### Records for processing
------------
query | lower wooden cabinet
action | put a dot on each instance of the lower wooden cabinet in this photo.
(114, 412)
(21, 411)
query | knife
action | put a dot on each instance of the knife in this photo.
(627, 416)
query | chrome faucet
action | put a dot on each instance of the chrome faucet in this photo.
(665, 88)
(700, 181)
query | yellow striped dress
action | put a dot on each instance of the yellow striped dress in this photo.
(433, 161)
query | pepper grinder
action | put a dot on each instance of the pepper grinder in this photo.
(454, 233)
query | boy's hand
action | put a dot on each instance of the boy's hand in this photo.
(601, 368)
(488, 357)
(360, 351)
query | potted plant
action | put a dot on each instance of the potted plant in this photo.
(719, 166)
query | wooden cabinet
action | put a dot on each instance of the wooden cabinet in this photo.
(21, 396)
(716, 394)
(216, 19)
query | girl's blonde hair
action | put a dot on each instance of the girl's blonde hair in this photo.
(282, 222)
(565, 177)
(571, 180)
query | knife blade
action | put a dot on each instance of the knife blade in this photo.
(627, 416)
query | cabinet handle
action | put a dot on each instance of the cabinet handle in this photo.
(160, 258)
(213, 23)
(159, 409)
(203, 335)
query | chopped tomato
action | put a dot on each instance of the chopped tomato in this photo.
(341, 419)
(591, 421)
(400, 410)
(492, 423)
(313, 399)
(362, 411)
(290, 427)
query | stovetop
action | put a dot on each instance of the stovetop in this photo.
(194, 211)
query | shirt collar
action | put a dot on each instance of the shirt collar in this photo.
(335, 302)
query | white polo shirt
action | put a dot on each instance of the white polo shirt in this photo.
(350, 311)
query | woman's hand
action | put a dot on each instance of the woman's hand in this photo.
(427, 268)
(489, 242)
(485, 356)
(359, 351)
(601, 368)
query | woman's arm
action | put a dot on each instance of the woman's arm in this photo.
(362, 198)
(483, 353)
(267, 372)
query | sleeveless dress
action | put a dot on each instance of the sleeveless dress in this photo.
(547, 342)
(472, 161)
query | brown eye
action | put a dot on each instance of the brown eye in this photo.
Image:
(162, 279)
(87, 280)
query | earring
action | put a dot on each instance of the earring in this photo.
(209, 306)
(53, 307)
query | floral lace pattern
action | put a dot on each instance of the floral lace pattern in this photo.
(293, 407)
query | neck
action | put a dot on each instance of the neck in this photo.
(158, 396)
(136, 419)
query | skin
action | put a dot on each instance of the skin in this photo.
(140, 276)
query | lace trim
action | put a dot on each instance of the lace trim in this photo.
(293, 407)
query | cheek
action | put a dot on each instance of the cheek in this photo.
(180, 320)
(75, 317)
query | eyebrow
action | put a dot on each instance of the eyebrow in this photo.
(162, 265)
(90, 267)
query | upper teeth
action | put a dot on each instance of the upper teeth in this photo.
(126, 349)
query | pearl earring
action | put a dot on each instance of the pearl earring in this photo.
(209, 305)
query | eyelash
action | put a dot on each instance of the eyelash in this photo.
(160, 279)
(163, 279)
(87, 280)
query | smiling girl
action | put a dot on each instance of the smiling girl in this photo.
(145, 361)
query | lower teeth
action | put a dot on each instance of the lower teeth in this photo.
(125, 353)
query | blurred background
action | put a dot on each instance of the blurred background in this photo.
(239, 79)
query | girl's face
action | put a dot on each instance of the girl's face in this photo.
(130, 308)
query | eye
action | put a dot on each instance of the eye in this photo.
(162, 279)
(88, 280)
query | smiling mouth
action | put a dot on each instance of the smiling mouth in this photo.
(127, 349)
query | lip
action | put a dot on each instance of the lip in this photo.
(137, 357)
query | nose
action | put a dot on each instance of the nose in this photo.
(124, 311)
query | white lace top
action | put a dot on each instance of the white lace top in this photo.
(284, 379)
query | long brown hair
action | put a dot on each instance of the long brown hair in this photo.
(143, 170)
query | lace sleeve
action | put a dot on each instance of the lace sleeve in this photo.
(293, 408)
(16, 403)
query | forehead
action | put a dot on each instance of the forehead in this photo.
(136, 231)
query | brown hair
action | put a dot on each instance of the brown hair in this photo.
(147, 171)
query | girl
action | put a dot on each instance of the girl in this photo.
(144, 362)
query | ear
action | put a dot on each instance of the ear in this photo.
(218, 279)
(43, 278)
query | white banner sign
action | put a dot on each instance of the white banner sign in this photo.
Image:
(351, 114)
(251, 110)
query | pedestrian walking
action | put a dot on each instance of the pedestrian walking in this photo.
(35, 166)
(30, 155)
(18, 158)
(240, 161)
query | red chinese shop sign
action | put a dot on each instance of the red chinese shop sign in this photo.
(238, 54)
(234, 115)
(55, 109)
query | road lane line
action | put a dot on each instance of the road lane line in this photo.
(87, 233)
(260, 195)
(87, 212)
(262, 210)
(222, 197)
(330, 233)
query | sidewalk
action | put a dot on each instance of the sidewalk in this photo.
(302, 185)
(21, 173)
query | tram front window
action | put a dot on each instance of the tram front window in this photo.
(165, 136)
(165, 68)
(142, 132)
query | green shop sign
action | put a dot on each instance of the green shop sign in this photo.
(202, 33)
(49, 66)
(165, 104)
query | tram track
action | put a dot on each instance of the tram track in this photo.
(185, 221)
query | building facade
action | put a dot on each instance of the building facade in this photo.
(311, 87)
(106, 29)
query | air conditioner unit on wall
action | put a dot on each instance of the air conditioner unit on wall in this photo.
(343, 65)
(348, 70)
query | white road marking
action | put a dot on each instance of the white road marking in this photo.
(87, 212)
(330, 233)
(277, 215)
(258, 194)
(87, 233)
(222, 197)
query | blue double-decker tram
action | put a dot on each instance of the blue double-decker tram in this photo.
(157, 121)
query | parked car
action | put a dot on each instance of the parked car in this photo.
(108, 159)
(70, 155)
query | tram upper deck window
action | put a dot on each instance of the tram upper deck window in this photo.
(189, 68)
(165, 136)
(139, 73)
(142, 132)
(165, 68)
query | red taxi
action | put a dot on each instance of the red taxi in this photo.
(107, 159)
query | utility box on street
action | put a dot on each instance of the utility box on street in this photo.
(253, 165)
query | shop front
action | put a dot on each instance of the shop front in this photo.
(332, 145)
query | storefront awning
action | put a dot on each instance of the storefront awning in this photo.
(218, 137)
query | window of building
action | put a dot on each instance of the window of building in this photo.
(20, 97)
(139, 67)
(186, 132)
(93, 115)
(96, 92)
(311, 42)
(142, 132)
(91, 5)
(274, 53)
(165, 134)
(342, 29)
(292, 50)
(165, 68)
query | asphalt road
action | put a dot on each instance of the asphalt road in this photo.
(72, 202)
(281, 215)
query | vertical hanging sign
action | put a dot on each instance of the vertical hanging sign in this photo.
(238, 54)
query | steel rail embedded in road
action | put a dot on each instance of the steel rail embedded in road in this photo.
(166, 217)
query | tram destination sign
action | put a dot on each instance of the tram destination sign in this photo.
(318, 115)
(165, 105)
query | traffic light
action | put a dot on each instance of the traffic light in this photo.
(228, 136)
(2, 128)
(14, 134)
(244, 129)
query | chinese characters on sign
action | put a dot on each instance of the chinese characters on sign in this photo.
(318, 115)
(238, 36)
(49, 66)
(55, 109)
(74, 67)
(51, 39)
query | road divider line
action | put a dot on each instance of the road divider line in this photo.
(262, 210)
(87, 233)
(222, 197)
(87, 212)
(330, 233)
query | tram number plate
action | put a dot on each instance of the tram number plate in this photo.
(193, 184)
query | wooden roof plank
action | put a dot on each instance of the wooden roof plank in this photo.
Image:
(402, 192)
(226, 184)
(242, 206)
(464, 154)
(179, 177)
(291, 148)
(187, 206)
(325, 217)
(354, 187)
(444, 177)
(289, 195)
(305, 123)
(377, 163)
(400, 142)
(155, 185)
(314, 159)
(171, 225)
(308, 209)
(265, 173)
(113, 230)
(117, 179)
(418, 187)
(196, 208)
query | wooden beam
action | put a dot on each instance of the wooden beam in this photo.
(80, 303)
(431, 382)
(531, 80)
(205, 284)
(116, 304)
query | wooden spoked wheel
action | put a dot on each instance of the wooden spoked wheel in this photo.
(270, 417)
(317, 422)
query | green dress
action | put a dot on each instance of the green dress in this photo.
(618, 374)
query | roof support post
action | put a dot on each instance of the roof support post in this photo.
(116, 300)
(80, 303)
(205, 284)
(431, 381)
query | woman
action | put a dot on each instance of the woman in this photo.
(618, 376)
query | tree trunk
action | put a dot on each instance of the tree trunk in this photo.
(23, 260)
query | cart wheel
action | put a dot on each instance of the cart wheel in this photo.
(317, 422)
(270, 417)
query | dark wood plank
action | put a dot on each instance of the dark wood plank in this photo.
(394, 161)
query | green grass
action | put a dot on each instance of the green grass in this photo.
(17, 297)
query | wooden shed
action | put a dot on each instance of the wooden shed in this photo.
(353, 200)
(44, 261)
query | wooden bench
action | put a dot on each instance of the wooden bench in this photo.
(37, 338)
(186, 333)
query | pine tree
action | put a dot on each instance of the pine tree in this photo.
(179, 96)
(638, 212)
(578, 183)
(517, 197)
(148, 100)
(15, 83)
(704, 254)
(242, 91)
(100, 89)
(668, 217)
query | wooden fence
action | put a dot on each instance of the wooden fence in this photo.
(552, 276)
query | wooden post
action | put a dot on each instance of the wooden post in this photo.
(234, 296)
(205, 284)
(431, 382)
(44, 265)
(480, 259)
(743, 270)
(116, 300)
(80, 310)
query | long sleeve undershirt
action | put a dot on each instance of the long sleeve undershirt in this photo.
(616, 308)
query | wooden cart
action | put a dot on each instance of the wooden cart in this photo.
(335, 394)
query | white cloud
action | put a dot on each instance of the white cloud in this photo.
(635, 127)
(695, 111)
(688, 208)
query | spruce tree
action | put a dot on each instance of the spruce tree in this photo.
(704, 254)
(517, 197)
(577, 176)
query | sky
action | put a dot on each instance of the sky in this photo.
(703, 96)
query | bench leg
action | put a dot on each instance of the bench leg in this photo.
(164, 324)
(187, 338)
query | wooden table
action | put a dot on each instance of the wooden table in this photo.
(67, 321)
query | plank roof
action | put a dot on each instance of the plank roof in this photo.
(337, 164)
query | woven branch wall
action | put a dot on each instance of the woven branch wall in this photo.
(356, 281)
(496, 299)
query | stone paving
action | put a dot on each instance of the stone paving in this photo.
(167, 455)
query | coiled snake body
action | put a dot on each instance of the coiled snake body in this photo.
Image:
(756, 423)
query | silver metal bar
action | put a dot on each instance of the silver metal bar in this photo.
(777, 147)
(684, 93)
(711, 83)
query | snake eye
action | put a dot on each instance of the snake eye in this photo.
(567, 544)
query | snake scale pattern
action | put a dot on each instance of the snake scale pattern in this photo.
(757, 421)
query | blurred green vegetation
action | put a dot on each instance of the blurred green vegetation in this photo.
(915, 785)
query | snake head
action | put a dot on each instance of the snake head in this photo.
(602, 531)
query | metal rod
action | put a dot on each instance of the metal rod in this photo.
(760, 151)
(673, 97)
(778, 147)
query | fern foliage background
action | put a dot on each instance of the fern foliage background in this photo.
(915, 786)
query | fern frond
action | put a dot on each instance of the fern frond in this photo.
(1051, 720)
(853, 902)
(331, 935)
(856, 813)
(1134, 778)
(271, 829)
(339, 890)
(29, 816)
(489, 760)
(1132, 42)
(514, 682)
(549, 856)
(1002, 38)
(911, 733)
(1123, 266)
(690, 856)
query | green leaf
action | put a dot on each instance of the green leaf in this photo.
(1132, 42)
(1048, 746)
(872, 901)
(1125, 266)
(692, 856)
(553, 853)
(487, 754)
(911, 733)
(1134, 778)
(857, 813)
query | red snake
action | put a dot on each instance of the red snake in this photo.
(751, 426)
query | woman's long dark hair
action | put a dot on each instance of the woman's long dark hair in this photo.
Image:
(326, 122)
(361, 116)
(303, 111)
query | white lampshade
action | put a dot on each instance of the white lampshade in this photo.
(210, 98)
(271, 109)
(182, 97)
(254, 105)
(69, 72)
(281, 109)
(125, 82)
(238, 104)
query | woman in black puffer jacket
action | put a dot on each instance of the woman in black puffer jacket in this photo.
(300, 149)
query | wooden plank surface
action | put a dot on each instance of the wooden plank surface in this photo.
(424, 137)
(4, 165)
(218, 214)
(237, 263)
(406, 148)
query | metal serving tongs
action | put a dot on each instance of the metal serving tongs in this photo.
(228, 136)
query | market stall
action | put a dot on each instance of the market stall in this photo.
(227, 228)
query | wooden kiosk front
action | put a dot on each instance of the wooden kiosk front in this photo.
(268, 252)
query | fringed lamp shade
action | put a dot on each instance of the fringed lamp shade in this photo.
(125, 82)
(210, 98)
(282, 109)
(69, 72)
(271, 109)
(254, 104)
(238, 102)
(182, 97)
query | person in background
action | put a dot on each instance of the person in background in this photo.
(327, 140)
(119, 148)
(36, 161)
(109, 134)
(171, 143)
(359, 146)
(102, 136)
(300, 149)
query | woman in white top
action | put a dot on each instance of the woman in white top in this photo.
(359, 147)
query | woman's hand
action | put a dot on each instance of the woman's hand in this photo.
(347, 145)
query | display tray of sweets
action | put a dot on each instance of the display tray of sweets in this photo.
------------
### Written problem
Starting at the line that contains "query | wooden kiosk front", retype each line through the end of the listing above and nothing else.

### Response below
query | wooden kiosk front
action | put a dot on each instance of the wooden kiosk front in this photo.
(268, 252)
query | fringed lamp shade
action | put a dot on each instance of the fringed lamp shade in this photo.
(125, 82)
(210, 98)
(282, 109)
(69, 72)
(271, 109)
(254, 104)
(238, 102)
(182, 97)
query | person in background
action | put a dot on each instance of the person in background in this photo.
(327, 140)
(119, 148)
(36, 161)
(109, 134)
(171, 143)
(359, 146)
(102, 136)
(300, 149)
query | woman in white top
action | put a dot on each instance of the woman in white top in this photo.
(359, 147)
query | woman's hand
action | put a dot on each instance of the woman's hand in this photo.
(347, 145)
query | display tray of sweets
action | put a dot on each instance of the display tray of sweets in this photo.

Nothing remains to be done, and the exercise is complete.